INSTRUCTIONS FOR THE TASK => Provide the data again in its entirety, exactly as given.

## BEGIN

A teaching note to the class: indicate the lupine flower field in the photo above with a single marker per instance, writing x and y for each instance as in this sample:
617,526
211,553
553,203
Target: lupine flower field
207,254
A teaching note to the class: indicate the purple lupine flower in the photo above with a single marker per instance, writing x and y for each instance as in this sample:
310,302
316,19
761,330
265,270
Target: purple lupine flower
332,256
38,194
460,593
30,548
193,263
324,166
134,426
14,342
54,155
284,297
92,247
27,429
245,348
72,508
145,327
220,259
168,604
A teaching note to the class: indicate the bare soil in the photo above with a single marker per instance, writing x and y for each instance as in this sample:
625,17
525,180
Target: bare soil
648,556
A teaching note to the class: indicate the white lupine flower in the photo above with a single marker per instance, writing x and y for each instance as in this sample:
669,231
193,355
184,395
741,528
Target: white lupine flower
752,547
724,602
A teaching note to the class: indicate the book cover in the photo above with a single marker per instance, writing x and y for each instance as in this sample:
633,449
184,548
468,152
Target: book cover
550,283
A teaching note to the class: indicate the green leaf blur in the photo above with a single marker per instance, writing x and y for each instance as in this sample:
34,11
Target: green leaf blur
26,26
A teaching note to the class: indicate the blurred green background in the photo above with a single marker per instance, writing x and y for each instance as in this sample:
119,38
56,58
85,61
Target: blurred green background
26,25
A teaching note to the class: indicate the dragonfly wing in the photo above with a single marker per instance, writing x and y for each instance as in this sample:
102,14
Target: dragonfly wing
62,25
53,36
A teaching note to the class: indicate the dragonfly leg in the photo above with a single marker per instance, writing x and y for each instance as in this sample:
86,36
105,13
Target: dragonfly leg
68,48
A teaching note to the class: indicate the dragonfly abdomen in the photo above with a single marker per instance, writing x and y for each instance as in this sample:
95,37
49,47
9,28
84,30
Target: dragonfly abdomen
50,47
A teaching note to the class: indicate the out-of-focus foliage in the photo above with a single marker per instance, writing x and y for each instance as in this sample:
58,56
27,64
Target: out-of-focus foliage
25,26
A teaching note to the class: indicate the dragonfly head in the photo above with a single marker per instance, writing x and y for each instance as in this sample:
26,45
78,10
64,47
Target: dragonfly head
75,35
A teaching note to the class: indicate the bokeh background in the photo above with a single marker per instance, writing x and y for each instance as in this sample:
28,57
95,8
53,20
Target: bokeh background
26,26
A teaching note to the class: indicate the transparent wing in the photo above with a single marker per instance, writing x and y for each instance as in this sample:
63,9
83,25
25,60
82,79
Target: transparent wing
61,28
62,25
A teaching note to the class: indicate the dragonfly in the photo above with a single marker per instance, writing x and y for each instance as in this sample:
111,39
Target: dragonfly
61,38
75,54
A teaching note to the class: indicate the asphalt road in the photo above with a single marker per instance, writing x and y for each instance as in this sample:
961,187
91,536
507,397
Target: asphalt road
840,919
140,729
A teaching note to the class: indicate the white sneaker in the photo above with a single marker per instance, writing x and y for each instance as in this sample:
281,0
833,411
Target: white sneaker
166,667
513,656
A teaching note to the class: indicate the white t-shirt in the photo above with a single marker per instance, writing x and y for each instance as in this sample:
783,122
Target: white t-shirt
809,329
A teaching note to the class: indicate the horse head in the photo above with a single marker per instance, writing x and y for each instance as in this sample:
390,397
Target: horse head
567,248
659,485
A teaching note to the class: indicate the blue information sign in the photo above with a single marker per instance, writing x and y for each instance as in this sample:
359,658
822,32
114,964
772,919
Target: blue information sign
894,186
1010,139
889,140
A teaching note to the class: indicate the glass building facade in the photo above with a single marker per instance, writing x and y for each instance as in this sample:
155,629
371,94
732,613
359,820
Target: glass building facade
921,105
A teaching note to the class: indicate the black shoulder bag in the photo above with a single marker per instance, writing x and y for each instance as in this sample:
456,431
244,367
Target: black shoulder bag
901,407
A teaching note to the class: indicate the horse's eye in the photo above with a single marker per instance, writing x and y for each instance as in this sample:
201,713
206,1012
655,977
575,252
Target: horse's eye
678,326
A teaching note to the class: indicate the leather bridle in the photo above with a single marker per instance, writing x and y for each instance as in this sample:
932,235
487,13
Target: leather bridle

## END

COMPLETE ANSWER =>
A teaching note to the class: indicate the lupine flower field in the photo above with a single marker per instance, writing x and y for each instance as in this sample:
617,526
211,553
553,203
Target: lupine flower field
207,254
A teaching note to the class: indicate the purple lupine flower in the photo above with a single marker per instance, writing x and y for each instance as in this sample:
310,302
316,19
761,330
265,270
Target: purple lupine flower
332,256
38,194
460,593
30,548
193,263
324,166
134,426
14,342
54,155
284,297
92,247
27,429
245,348
72,508
145,327
220,259
168,604
A teaching note to the class: indicate the bare soil in the photo above with a single marker per instance, writing x and y for each instance as in this sample:
625,17
525,180
Target: bare soil
648,556
A teaching note to the class: indicate the white lupine flower in the photo above with a single marker per instance, writing x and y for each instance as in this sample:
669,231
193,355
184,395
741,528
Target: white lupine flower
752,547
724,602
A teaching note to the class: indicate the book cover in the photo above with a single marker per instance, writing x and y for each instance as in this sample:
633,449
184,548
468,152
Target: book cover
550,283
A teaching note to the class: indicate the green leaf blur in the photo above with a single marker per instance, writing x and y for each instance as in this sample:
34,11
Target: green leaf blur
26,26
A teaching note to the class: indicate the blurred green background in the photo above with a single marker per instance, writing x and y for each instance as in this sample:
119,38
56,58
85,61
Target: blurred green background
26,25
A teaching note to the class: indicate the dragonfly wing in the photo above with a single marker per instance, writing x and y for each instance as in this sample:
102,14
Target: dragonfly wing
62,25
53,36
A teaching note to the class: indicate the dragonfly leg in the photo above with a single marker per instance, writing x and y for each instance as in this sample:
86,36
105,13
Target: dragonfly leg
68,48
A teaching note to the class: indicate the dragonfly abdomen in the photo above with a single marker per instance, writing x and y for each instance as in this sample:
95,37
49,47
9,28
84,30
Target: dragonfly abdomen
50,47
A teaching note to the class: indicate the out-of-focus foliage in the photo above with a single marker per instance, writing x and y for each instance as in this sample:
58,56
27,64
Target: out-of-focus foliage
25,26
A teaching note to the class: indicate the dragonfly head in the photo above with a single marker per instance, writing x and y for each instance as in this sample:
26,45
78,10
64,47
Target: dragonfly head
75,35
A teaching note to the class: indicate the bokeh background in the photo above with a single marker per instance, writing x and y for each instance as in this sample:
28,57
95,8
53,20
Target: bokeh background
26,26
A teaching note to the class: indicate the transparent wing in the photo above with a single marker per instance, writing x and y for each instance as in this sample:
63,9
83,25
25,60
82,79
Target: transparent wing
61,28
62,25
A teaching note to the class: indicate the dragonfly in the photo above with a single marker per instance, writing x and y for each instance as in this sample:
111,39
Target: dragonfly
61,38
75,54
A teaching note to the class: indicate the asphalt road in the photo above with a single marker per instance, writing x and y for each instance as in this sample:
961,187
91,536
507,397
Target: asphalt road
840,919
140,729
A teaching note to the class: indicate the white sneaker in the photo above with a single marker per instance, writing x and y for each instance as in this sample:
281,0
833,411
Target: white sneaker
166,667
513,656
A teaching note to the class: indicate the white t-shirt in the photo above with a single marker per instance, writing x and y for each instance as in this sample:
783,122
Target: white t-shirt
809,329
A teaching note to the class: indicate the horse head in the photo above with a single marker per instance, writing x and y for each instance as in this sample:
390,397
Target: horse head
567,248
659,485
A teaching note to the class: indicate the blue information sign in the photo above with a single marker per instance, writing x and y for each instance as in this sample:
359,658
822,32
114,964
772,919
Target: blue information sign
894,186
1010,139
889,140
A teaching note to the class: indicate the glass building facade in the photo above with a single marker per instance, writing x and y for each instance as in this sample:
155,629
371,94
732,613
359,820
Target: glass building facade
921,105
A teaching note to the class: indicate the black shoulder bag in the photo above with a single marker per instance, writing x and y for each instance as in this sample:
456,431
244,367
Target: black shoulder bag
901,407
A teaching note to the class: indicate the horse's eye in the photo above with a single marker per instance, writing x and y for each instance as in this sample:
201,713
206,1012
655,977
575,252
Target: horse's eye
678,326
A teaching note to the class: indicate the leather bridle in the photo above with a single marker per instance, writing x and y for each instance as in this sample:
932,235
487,13
Target: leather bridle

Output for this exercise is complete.